*Instrução A*. Copie literalmente dos registos o trecho que começa na linha que contém "Where can you see the blue" e termina na linha que contém "point(39, 39)", incluindo estas duas linhas.

*Texto selecionado*.
A forma como as pessoas com deficiência são vistas pela lei portuguesa traz “profunda preocupação” ao Comité, que questiona como é que ainda existe um “grande número de pessoas com deficiência submetidas ao regime de tutela total ou parcial” e que, por causa disso, estão “privadas do exercício de certos direitos, como o direito ao voto, a casar, a formar família ou a gerir bens e propriedades”.
Pede, por isso, que o Código Civil seja revisto e harmonizado de modo a garantir que as pessoas com deficiência possam casar, adotar ou ter a custódia dos filhos.
Sobre a crise e as medidas de austeridade, o Comité sublinha “os esforços” feitos por Portugal para mitigar o impacto das medidas nas pessoas com deficiência, mas diz-se preocupado com o facto de não haver qualquer tipo de apoio para pessoas que “se veem obrigadas a viver em situação de indigência ou pobreza extrema”, por não terem rede familiar ou acompanhamento.
Nesse sentido, pede a Portugal que “reveja com urgência” as medidas de austeridade, ofereça serviços de apoio à vida independente, intensifique os esforços para melhorar o direito a um nível de vida adequado e à proteção social.
Quer também que Portugal recorra aos Fundos Estruturais Europeus ou outros para minimizar o impacto das medidas de austeridade nas crianças com deficiência, melhorando o apoio dado às famílias.
Por outro lado, o Comité afirma-se preocupado com o facto de não haver uma política nacional para a vida independente e pede a Portugal que adote uma estratégia nacional, onde seja incentivada a vida em comunidade em vez das instituições.

*Dados de origem*.
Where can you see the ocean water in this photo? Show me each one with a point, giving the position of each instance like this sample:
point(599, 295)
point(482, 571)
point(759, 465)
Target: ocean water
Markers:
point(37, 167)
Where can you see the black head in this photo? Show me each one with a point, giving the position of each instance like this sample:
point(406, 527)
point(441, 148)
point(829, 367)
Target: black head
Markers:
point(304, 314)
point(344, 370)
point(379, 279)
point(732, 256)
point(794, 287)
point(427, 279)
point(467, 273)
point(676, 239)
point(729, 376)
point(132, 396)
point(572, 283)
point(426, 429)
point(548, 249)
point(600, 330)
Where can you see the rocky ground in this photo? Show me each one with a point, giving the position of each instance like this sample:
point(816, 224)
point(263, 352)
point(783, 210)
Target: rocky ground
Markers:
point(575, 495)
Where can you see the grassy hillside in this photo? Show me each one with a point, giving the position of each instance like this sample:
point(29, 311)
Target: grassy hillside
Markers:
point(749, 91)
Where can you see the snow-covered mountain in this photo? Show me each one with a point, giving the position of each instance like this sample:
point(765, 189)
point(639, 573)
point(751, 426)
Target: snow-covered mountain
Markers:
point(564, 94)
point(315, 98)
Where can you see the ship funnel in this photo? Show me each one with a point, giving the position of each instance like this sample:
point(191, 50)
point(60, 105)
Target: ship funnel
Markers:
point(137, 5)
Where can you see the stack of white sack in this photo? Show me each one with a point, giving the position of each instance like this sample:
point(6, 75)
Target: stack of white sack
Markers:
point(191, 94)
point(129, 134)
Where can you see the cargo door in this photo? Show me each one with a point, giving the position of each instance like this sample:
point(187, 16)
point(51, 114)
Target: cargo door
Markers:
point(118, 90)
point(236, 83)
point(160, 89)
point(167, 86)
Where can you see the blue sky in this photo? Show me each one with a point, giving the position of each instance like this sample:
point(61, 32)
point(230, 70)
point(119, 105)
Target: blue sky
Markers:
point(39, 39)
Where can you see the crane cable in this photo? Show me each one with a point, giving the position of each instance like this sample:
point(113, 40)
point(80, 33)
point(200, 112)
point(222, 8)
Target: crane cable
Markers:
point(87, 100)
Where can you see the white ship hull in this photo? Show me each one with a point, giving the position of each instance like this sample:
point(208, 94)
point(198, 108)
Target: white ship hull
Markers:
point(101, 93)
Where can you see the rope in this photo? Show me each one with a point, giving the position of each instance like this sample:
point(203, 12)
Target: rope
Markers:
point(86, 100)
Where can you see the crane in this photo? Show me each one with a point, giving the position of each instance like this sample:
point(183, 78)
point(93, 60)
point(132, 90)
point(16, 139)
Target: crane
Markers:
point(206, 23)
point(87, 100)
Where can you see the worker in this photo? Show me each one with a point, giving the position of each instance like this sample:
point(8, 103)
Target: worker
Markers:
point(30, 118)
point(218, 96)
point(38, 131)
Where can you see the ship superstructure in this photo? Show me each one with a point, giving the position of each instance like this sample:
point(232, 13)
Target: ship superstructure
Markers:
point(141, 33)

*Instrução B*. Segundo o texto sobre as pessoas com deficiência, de que direitos ficam privadas as pessoas submetidas ao regime de tutela total ou parcial? Enumere-os todos.

*Solução A*.
Where can you see the blue sky in this photo? Show me each one with a point, giving the position of each instance like this sample:
point(61, 32)
point(230, 70)
point(119, 105)
Target: blue sky
Markers:
point(39, 39)

*Solução B*.
- o direito ao voto
- o direito a casar
- o direito a formar família
- o direito a gerir bens e propriedades